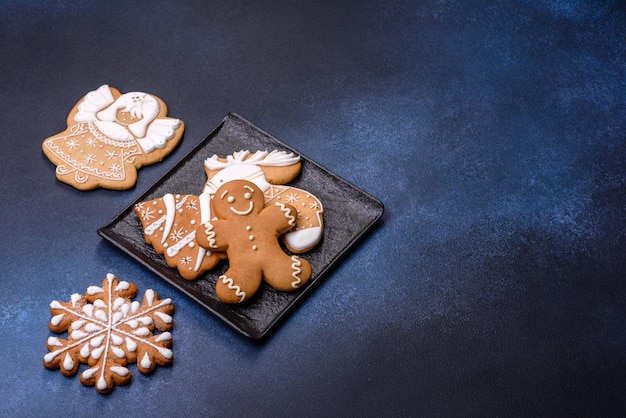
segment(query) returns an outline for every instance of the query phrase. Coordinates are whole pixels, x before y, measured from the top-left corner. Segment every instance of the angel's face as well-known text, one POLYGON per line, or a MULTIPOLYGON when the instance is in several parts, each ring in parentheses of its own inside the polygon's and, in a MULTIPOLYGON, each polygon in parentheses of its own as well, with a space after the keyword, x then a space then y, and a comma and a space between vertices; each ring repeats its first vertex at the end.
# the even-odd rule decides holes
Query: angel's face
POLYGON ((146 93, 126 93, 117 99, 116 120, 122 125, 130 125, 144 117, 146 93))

────────────────────────────────────────

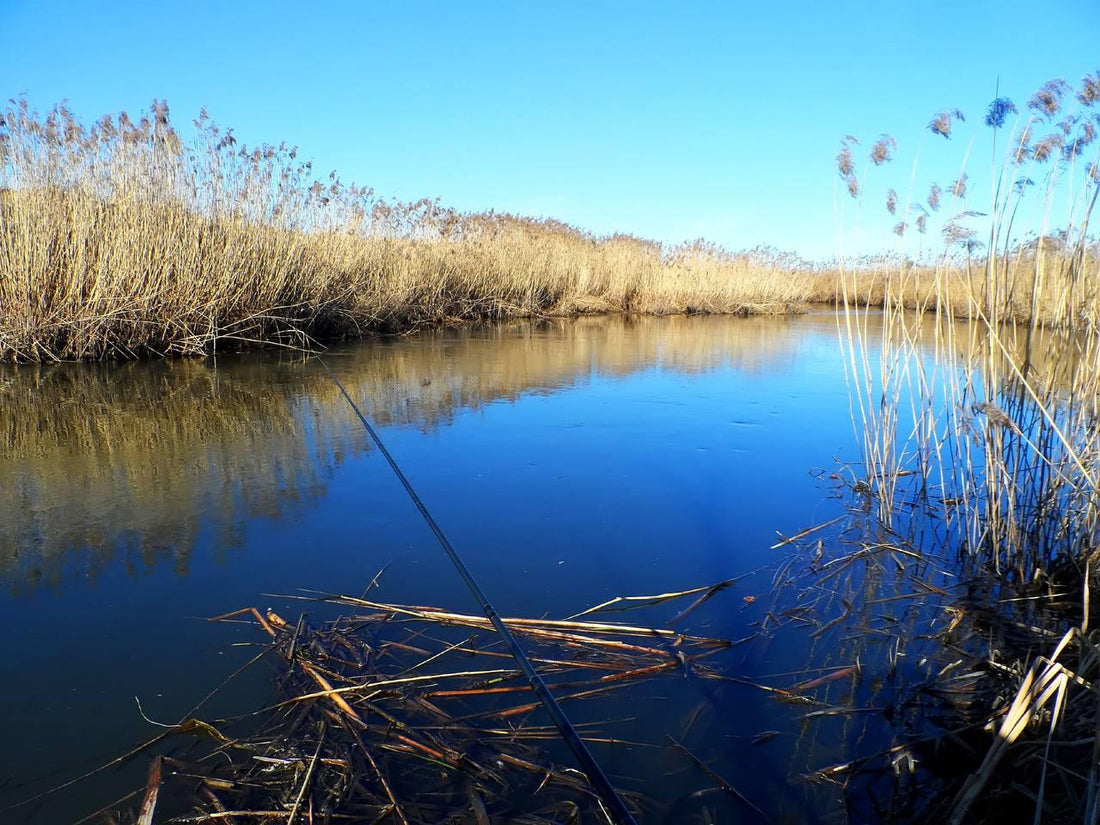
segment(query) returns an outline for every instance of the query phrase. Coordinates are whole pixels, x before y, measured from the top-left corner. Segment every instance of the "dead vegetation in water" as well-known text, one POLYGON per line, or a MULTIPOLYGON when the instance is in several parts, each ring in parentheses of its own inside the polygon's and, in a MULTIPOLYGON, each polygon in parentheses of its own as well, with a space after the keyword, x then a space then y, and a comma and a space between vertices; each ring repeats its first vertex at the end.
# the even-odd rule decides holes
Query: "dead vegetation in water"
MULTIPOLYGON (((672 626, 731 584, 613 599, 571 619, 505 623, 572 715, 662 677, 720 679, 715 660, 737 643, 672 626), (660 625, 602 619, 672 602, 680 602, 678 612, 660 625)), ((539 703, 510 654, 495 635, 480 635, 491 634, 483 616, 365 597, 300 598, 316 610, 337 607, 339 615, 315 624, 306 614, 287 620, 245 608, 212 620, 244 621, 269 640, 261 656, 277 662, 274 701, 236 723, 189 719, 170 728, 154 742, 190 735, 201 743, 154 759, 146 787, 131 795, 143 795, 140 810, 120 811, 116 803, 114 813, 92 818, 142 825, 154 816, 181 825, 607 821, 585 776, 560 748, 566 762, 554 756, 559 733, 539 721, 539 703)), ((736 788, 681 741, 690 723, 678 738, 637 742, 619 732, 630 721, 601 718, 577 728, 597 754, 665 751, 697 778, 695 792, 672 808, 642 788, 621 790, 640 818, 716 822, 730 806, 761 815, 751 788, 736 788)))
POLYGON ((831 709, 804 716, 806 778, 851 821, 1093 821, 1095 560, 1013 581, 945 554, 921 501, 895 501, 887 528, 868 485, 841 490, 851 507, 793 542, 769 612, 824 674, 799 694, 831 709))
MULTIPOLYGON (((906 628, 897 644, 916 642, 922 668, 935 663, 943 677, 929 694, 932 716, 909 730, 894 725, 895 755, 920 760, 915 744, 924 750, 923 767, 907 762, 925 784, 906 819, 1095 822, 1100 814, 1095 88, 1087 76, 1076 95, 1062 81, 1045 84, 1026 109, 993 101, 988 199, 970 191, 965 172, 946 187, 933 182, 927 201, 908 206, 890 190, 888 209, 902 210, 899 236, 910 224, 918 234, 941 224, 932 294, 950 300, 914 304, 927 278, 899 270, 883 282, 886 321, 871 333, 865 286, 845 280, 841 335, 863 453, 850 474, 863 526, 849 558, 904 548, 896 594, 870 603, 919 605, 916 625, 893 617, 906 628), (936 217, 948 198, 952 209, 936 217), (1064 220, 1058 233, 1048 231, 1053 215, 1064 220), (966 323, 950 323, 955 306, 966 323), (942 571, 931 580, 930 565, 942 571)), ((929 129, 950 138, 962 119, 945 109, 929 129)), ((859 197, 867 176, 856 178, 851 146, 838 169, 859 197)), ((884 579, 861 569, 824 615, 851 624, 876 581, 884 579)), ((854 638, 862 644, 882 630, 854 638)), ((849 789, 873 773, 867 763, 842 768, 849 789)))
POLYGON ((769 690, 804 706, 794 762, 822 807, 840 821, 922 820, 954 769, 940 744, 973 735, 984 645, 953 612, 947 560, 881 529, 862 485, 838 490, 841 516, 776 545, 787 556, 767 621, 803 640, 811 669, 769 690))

────────────────────────────────────────

What you will do: Copy out every line in the entries above that holds "repeats".

Answer box:
segment(query) returns an outline for every instance of the query phrase. Coordinates are whole pixels, x before y, measured from the top-left corner. Segment every instance of the angel's face as well-known text, one POLYGON per line, or a MULTIPOLYGON when the instance is in several parts, each ring in parentheses of its own inside the polygon's and, in a MULTIPOLYGON, each polygon in parentheses of its own as well, with a space after the keyword, x then a space then y, and a comma and a space between vertices; each ring repeats its first vertex at the end.
segment(query) returns an outline for every instance of the query phrase. Coordinates are whole pixels, x before y, measured from the top-left corner. Segment every instance of the "dead vegetation in water" as well-known text, one POLYGON per line, or a MULTIPOLYGON when the instance is in several parts, each ring in parentheses of its own inside the polygon's and, in a MULTIPOLYGON, each polygon in parentheses of its own as well, with a space after the keyword, x then a space then y, and a comma and a space between vertices; each ring repeats its first vertex at the end.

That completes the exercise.